Extracted data entries
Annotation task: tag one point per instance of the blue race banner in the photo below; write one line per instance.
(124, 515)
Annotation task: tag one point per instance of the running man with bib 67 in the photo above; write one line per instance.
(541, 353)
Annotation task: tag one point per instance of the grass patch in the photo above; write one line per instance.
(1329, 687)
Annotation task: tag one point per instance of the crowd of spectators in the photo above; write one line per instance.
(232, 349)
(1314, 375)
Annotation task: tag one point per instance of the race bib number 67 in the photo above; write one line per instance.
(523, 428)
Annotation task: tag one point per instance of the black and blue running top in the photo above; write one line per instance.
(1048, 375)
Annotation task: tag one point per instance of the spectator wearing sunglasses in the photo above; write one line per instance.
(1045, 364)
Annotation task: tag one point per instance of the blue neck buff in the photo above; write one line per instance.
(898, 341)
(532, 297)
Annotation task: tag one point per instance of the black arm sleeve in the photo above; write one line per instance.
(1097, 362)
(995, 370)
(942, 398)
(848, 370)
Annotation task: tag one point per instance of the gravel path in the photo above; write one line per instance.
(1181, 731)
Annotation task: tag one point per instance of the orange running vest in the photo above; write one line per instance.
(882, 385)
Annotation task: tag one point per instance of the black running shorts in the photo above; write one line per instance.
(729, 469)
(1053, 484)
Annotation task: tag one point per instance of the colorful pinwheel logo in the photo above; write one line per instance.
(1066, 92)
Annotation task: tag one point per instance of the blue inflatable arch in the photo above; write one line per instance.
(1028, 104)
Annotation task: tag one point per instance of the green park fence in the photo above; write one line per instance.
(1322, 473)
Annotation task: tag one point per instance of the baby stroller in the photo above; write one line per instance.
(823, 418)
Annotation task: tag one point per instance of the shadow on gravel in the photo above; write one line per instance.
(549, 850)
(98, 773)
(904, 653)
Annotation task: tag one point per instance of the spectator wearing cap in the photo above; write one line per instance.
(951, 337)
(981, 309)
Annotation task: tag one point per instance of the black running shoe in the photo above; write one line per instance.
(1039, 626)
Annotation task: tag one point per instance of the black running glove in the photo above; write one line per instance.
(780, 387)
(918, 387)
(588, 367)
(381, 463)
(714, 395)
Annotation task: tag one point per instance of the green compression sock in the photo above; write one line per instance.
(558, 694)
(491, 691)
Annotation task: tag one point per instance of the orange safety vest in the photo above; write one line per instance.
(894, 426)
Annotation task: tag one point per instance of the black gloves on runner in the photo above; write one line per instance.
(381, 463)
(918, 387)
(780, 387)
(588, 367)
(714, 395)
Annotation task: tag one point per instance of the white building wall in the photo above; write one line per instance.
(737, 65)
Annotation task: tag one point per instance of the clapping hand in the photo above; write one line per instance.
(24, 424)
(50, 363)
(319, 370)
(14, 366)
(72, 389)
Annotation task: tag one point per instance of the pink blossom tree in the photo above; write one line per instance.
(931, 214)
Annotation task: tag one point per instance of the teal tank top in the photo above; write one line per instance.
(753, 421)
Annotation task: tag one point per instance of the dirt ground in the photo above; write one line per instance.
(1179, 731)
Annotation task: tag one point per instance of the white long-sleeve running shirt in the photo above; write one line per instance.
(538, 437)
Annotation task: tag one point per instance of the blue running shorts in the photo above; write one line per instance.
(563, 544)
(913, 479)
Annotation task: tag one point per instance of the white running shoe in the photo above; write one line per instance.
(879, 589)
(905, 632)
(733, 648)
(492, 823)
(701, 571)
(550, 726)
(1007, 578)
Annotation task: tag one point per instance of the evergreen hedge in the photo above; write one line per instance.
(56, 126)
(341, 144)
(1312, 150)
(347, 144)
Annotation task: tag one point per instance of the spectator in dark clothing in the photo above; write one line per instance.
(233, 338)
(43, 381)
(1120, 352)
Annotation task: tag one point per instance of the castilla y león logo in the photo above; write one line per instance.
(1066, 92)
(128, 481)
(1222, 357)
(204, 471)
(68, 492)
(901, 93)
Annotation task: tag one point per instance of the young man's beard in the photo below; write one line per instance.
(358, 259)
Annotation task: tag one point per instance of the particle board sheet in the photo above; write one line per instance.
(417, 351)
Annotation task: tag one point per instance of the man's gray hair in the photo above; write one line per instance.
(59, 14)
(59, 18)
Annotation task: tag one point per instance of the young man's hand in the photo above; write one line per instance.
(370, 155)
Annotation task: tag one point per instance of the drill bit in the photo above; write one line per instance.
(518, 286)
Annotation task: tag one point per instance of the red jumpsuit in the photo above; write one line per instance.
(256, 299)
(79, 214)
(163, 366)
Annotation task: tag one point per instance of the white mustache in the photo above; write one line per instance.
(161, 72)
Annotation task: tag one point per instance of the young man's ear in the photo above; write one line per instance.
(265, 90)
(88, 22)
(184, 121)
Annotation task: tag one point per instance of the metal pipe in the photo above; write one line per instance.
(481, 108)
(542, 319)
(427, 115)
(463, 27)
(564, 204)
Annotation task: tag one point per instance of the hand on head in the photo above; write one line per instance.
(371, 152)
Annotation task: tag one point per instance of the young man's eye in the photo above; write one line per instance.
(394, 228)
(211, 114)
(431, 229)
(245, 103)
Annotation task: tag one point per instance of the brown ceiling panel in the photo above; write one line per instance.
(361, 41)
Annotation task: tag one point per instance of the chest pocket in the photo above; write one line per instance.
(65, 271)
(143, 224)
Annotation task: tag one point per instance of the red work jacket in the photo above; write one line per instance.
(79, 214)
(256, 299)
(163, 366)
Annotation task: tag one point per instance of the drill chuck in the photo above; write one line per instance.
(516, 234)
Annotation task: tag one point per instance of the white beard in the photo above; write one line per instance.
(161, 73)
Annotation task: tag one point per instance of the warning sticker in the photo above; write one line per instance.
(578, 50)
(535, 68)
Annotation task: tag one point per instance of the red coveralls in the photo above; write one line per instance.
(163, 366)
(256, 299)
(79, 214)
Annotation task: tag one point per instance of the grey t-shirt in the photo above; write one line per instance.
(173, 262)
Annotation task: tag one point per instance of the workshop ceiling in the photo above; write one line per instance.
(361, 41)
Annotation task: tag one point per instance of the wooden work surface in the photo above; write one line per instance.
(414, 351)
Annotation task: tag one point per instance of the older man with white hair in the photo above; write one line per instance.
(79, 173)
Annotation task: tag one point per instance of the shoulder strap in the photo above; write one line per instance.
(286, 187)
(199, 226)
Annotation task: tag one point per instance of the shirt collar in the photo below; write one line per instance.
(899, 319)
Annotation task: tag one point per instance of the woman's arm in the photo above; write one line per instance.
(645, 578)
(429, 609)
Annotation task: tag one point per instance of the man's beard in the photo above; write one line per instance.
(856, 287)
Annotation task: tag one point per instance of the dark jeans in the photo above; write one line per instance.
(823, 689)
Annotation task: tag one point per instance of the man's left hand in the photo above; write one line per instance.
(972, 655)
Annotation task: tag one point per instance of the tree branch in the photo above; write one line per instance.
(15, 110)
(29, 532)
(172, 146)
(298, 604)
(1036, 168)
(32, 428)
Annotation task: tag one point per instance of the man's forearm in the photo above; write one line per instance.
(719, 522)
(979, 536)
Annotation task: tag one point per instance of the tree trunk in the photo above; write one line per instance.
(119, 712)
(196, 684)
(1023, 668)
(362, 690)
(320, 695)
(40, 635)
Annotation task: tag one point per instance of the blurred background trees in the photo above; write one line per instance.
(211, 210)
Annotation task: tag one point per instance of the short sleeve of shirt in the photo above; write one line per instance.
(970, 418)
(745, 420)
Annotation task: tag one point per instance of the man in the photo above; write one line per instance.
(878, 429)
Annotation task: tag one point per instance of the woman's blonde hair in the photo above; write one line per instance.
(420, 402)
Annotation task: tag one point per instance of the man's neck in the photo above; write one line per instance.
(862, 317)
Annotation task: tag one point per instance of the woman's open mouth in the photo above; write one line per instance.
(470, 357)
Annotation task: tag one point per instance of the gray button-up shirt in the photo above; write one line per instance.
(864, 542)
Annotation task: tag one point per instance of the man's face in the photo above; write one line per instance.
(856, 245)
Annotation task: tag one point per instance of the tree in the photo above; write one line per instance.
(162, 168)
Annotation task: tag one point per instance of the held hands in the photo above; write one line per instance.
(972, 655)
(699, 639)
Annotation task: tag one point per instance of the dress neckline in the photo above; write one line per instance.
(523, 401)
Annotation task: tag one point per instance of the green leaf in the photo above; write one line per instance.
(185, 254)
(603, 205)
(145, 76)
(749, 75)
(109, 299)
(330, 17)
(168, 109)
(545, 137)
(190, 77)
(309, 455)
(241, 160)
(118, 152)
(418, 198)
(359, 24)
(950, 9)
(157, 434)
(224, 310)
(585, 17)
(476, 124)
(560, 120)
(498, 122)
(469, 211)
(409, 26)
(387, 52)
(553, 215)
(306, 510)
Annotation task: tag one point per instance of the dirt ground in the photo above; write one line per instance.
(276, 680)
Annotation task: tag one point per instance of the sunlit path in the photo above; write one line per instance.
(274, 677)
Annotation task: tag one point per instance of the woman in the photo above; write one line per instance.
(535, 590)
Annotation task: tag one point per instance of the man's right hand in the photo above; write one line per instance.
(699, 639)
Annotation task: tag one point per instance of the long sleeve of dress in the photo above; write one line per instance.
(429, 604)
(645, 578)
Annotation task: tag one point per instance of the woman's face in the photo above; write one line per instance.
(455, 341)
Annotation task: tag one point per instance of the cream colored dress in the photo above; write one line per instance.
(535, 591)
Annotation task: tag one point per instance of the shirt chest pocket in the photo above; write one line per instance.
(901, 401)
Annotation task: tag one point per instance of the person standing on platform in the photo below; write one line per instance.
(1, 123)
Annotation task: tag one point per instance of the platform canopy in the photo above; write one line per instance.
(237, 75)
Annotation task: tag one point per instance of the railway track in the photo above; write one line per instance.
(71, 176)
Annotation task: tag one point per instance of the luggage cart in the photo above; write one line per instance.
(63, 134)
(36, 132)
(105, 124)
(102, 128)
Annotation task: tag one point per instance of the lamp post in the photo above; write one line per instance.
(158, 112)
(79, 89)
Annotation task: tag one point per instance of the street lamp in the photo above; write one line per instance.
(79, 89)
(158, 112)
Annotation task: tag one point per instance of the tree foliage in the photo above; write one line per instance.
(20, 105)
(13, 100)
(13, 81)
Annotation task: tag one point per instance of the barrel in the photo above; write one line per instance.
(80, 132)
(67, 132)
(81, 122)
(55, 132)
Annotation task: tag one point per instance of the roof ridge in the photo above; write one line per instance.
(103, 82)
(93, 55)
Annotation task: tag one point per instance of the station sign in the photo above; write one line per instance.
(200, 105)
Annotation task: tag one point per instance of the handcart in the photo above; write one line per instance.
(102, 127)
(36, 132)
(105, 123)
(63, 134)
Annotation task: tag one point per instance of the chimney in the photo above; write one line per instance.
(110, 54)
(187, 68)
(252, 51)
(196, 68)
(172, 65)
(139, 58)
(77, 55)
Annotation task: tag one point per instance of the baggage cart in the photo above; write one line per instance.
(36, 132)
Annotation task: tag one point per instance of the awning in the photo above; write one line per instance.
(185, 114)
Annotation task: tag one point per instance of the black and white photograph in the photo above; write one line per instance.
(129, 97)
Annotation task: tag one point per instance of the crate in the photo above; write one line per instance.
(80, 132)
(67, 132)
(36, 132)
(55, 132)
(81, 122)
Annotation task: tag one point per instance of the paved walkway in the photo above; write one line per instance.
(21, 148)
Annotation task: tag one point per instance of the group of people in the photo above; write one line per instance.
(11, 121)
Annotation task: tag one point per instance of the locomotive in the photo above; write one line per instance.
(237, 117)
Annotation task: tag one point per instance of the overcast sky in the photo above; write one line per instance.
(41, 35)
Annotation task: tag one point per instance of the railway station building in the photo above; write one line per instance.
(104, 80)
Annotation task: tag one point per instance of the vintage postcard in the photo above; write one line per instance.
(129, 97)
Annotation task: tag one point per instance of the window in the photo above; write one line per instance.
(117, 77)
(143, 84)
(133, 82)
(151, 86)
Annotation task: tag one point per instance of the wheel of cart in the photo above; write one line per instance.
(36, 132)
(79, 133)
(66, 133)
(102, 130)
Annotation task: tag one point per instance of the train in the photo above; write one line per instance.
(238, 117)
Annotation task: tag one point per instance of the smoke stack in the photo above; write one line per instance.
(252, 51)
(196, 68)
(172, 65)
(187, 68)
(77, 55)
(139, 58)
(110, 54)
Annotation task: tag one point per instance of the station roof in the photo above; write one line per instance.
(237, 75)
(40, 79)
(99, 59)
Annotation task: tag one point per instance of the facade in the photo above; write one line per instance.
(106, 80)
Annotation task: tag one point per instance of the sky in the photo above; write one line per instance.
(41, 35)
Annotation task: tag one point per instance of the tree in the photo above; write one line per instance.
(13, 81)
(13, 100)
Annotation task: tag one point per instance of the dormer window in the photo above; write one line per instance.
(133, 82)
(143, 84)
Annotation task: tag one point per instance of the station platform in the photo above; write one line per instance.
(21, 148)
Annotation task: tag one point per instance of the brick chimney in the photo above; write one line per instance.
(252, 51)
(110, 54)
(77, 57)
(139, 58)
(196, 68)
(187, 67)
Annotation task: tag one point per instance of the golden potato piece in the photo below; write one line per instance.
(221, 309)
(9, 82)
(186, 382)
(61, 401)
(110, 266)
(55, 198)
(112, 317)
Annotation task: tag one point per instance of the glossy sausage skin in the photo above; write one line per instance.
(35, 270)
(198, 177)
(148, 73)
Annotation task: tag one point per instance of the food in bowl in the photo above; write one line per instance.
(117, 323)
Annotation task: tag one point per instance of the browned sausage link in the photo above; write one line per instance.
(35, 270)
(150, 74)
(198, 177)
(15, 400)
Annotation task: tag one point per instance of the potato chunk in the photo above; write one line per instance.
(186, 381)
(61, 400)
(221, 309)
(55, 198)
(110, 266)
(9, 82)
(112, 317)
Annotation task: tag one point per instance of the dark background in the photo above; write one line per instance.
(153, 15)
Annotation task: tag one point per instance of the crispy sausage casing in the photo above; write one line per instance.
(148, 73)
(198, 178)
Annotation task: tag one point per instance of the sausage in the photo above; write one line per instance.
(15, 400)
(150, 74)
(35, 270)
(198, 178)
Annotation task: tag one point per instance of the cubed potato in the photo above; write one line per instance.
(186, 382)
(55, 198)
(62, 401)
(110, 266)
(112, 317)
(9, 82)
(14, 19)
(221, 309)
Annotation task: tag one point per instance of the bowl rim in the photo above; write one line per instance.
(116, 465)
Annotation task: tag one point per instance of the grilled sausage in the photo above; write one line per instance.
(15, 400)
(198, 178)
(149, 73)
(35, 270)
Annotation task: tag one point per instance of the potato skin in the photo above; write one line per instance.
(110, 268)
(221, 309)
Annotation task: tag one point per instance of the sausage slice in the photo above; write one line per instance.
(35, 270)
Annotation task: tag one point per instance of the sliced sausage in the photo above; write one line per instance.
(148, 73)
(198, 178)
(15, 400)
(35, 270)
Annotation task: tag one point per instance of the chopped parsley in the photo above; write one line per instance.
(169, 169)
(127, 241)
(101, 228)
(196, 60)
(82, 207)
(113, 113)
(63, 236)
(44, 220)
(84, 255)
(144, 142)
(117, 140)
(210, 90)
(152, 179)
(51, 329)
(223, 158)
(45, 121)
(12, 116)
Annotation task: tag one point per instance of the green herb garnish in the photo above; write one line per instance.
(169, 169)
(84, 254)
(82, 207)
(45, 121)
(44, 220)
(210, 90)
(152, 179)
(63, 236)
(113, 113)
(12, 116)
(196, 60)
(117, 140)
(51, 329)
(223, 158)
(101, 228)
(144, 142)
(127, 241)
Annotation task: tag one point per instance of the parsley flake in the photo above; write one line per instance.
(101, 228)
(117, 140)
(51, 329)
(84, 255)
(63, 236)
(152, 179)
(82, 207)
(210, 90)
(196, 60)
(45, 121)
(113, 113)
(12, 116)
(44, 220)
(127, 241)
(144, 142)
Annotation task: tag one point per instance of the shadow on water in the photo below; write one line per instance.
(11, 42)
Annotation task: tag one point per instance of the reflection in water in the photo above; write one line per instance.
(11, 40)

▶ Work instruction
Print the line containing "Annotation task: tag one point per instance of the grilled", then every line after it through the last line of the records, each exactly as written; nothing else belongs in the answer.

▶ Task result
Annotation task: tag one point per instance of the grilled sausage in the photo above; write one line per instance.
(15, 400)
(198, 178)
(149, 73)
(35, 270)
Annotation task: tag one point per instance of the potato skin in the photo above; write one line per instance.
(110, 268)
(221, 309)
Annotation task: tag one point per instance of the sausage slice in the photo above; write one line per instance.
(35, 270)
Annotation task: tag one point per instance of the sliced sausage in the photo above; write one line per instance.
(148, 73)
(198, 178)
(15, 400)
(35, 270)
Annotation task: tag one point per instance of the chopped parsley in the photo above; write one line per instance.
(169, 169)
(127, 241)
(101, 228)
(196, 60)
(82, 207)
(113, 113)
(63, 236)
(44, 220)
(84, 255)
(144, 142)
(117, 140)
(210, 90)
(152, 179)
(51, 329)
(223, 158)
(45, 121)
(12, 116)
Annotation task: tag one point per instance of the green herb garnish in the photo above; write one line per instance.
(169, 169)
(84, 254)
(82, 207)
(45, 121)
(44, 220)
(210, 90)
(152, 179)
(63, 236)
(113, 113)
(12, 116)
(196, 60)
(117, 140)
(51, 329)
(223, 158)
(101, 228)
(144, 142)
(127, 241)
Annotation task: tag one point per instance of the parsley flake in the photo above; write one line per instance.
(101, 228)
(117, 140)
(51, 329)
(84, 255)
(63, 236)
(152, 179)
(82, 207)
(210, 90)
(196, 60)
(45, 121)
(113, 113)
(12, 116)
(44, 220)
(127, 241)
(144, 142)
Annotation task: tag one point per instance of the shadow on water in the photo below; write one line per instance.
(11, 42)
Annotation task: tag one point per instance of the reflection in water in the photo above; write one line per instance.
(11, 40)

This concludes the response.